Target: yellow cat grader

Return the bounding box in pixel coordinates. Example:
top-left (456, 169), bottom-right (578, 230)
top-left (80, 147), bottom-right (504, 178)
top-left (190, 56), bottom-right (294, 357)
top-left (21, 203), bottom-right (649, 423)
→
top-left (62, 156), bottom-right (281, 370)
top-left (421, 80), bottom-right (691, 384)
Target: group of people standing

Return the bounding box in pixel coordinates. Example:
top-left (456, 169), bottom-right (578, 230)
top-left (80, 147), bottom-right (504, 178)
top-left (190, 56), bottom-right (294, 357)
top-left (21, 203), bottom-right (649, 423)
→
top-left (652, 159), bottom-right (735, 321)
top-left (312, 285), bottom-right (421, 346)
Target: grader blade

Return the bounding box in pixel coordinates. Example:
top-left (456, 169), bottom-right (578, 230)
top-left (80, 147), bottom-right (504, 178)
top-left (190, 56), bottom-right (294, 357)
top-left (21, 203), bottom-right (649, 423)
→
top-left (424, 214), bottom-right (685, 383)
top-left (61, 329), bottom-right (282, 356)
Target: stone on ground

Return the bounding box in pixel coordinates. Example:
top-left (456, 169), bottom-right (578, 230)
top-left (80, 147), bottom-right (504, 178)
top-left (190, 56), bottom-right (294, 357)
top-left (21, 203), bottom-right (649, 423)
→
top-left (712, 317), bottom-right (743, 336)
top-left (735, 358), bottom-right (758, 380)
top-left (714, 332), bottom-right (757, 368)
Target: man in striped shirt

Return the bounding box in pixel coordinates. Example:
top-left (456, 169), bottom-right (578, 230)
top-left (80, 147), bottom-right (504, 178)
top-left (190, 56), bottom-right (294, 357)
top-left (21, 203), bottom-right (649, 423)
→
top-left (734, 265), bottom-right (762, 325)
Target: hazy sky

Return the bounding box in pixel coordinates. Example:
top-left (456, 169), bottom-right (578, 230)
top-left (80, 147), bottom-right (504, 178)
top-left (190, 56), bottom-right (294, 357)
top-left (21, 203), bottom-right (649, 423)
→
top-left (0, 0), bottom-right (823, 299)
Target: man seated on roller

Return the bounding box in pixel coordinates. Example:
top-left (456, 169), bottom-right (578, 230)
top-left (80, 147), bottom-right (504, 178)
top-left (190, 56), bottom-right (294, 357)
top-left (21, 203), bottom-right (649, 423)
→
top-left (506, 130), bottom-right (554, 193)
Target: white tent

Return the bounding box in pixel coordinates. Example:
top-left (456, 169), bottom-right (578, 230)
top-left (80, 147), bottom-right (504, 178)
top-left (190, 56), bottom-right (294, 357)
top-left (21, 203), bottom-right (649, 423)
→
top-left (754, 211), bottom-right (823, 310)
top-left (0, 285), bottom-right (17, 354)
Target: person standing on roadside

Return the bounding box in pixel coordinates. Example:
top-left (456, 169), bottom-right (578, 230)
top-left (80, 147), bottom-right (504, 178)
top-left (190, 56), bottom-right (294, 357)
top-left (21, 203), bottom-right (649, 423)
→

----

Exercise details: Edit the rows starting at the top and ending at the line that contains "top-left (312, 285), bottom-right (421, 346)", replacing "bounding box" with "rectangle" and leaving everything else the same. Return only that stretch.

Exercise result:
Target: yellow cat grader

Return the rectangle in pixel coordinates. Example:
top-left (456, 169), bottom-right (578, 230)
top-left (80, 147), bottom-right (504, 178)
top-left (190, 56), bottom-right (294, 357)
top-left (21, 203), bottom-right (649, 423)
→
top-left (62, 156), bottom-right (281, 370)
top-left (421, 80), bottom-right (691, 384)
Target: group of people standing

Return the rectangle in pixel coordinates. Example:
top-left (456, 169), bottom-right (578, 230)
top-left (80, 147), bottom-right (504, 178)
top-left (190, 56), bottom-right (294, 357)
top-left (21, 203), bottom-right (649, 423)
→
top-left (652, 159), bottom-right (735, 321)
top-left (312, 285), bottom-right (421, 346)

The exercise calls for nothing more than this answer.